[Dataset entries]
=== Section Start ===
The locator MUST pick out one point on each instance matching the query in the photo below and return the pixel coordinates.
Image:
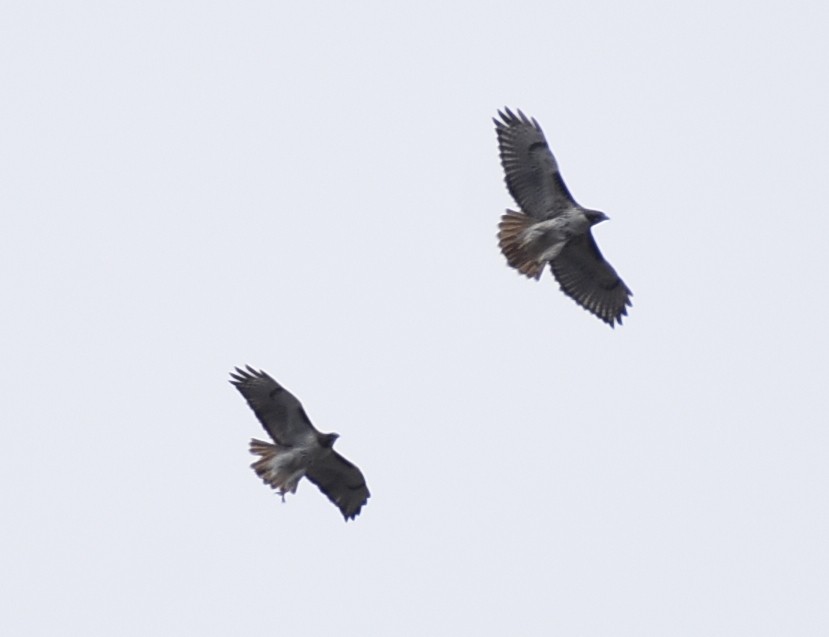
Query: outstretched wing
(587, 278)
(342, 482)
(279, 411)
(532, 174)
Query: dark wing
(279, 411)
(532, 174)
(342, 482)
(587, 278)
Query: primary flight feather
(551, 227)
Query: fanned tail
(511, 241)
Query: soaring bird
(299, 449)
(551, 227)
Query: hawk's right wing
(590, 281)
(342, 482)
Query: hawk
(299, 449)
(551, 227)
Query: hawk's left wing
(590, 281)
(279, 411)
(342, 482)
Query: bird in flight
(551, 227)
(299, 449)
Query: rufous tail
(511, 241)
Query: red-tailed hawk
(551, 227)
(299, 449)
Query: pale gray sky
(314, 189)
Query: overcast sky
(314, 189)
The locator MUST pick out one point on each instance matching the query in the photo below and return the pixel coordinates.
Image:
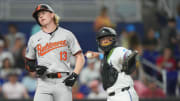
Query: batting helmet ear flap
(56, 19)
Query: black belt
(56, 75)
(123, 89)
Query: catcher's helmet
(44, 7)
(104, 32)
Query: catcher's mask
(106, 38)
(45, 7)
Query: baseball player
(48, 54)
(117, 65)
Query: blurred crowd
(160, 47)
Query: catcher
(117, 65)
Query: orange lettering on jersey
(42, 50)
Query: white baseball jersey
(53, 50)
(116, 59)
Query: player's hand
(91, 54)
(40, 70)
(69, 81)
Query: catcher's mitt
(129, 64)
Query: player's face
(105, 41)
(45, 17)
=== Section End ===
=== Section Start ===
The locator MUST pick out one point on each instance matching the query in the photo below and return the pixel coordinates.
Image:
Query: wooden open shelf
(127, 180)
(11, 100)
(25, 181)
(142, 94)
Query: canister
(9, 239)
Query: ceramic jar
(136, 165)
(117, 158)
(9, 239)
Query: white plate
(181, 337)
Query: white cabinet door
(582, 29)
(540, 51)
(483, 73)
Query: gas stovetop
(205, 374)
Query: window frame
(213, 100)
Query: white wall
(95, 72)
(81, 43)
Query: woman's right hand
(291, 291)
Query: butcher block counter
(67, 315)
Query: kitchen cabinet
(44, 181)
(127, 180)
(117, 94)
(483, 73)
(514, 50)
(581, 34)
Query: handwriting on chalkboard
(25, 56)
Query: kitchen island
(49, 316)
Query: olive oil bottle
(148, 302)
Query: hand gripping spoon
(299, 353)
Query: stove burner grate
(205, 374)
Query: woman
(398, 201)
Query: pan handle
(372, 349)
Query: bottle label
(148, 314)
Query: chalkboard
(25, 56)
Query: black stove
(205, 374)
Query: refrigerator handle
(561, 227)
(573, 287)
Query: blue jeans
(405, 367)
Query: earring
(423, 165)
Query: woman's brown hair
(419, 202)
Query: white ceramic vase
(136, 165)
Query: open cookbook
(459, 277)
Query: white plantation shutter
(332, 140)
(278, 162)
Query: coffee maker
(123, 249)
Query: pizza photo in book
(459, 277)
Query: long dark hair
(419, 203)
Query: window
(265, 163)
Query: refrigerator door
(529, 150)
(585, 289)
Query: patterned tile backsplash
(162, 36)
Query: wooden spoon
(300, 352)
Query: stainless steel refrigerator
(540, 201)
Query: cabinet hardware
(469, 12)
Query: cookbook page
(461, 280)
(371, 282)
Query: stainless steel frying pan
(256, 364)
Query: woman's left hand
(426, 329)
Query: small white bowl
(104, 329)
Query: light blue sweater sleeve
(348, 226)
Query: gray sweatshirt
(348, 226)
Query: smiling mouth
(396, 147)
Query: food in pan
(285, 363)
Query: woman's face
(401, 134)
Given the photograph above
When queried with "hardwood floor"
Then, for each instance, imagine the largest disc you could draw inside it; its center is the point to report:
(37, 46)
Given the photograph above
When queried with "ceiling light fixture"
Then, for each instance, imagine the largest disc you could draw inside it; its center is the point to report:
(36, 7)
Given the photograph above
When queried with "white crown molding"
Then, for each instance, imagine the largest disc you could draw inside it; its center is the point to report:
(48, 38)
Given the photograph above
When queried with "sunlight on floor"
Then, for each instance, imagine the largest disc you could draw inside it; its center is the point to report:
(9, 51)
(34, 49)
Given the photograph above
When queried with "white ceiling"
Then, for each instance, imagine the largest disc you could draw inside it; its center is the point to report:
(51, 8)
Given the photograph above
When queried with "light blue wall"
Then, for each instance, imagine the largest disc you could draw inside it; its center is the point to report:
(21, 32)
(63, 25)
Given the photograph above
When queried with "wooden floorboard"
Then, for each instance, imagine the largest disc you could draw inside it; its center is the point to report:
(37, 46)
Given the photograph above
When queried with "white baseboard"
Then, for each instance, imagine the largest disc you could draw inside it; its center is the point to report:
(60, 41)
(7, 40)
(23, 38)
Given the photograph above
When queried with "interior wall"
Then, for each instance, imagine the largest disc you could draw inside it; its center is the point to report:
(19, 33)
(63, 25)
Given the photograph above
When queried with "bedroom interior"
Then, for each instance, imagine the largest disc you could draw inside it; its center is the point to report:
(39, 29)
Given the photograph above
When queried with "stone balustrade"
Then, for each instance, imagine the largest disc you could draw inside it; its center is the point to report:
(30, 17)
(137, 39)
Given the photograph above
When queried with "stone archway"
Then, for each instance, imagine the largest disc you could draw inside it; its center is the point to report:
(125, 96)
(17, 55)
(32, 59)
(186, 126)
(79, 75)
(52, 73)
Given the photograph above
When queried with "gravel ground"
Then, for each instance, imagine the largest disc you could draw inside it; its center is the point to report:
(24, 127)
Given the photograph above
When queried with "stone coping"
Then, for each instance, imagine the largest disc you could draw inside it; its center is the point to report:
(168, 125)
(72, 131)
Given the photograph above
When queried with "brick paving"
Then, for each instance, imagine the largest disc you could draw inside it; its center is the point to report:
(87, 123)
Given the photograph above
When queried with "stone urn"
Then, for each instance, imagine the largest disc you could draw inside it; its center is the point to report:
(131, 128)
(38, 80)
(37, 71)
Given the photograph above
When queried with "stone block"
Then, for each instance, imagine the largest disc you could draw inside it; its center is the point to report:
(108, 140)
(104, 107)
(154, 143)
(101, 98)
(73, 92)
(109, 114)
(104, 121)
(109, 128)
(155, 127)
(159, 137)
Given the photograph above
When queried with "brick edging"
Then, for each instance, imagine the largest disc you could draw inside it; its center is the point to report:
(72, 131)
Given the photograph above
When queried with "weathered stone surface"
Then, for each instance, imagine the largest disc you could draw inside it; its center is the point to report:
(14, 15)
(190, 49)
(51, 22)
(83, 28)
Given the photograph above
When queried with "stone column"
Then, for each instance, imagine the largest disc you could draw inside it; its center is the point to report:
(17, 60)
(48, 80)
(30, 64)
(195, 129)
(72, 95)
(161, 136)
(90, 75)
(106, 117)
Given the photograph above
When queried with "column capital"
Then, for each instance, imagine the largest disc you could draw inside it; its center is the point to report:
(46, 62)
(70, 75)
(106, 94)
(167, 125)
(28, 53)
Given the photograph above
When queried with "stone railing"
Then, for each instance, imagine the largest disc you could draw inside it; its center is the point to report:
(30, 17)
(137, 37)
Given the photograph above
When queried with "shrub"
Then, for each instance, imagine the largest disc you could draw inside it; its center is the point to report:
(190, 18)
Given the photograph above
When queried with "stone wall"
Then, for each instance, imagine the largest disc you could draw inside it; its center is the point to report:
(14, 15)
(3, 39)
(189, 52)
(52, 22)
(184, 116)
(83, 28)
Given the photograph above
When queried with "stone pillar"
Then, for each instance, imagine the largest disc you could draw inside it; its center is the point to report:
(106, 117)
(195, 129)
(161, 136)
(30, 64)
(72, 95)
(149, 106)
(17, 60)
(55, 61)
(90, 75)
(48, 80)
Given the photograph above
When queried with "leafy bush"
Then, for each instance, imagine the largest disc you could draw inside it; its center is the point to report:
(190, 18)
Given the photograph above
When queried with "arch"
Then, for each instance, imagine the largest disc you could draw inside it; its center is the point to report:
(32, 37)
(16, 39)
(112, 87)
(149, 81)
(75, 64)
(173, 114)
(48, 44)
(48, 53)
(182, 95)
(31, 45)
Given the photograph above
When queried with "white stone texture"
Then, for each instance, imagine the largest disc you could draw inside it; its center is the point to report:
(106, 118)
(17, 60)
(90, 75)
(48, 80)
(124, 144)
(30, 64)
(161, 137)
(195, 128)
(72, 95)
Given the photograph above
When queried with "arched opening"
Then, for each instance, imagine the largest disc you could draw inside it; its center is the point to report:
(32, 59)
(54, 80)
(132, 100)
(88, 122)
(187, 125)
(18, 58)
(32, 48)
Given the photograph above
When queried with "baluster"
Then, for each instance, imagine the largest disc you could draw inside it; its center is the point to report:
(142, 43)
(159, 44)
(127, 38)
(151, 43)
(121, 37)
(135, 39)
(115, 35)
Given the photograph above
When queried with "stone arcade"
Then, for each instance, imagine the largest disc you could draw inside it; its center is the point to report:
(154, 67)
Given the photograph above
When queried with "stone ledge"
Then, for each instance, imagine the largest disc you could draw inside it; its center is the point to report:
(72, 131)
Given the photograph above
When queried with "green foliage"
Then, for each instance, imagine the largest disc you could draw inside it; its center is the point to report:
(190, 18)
=== Section End ===
▶ PROBLEM TO SOLVE
Search the entries for the word "brick". Copy every line where it occurs.

▶ WRITTEN RESPONSE
When queried with "brick paving"
When queried with "brick edging"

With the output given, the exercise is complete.